Stated problem
List every line of the rows below that contains the string "straight".

Some rows
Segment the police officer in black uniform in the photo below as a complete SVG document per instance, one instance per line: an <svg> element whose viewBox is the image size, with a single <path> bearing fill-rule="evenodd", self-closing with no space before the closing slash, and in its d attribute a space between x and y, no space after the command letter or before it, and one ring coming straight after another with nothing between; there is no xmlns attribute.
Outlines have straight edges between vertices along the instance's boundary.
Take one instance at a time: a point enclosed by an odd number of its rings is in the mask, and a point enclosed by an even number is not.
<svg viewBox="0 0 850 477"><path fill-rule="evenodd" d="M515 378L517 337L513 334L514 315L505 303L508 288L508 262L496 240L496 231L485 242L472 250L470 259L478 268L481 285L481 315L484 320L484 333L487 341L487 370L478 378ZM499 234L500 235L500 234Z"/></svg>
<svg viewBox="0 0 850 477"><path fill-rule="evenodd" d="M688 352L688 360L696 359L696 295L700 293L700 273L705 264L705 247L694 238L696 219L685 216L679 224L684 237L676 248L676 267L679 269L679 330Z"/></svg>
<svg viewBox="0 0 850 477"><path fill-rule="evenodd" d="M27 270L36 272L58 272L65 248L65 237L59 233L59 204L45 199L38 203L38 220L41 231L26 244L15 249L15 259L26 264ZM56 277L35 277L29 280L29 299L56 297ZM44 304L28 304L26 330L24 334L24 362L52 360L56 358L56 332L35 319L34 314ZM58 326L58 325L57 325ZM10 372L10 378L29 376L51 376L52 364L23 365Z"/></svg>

Reply to the task
Segment the police officer in black uniform in the photo below as a complete SVG document per instance, one instance per line: an <svg> element whose viewBox is the image size, with a single <path> bearing fill-rule="evenodd", self-closing with no space before the closing slash, and in its d attribute a space between x and y, no space after the command letter or before it, and one ring coming straight after another with nothing between; there is no xmlns attribute.
Outlines have straight edges between vertices along the instance's boundary.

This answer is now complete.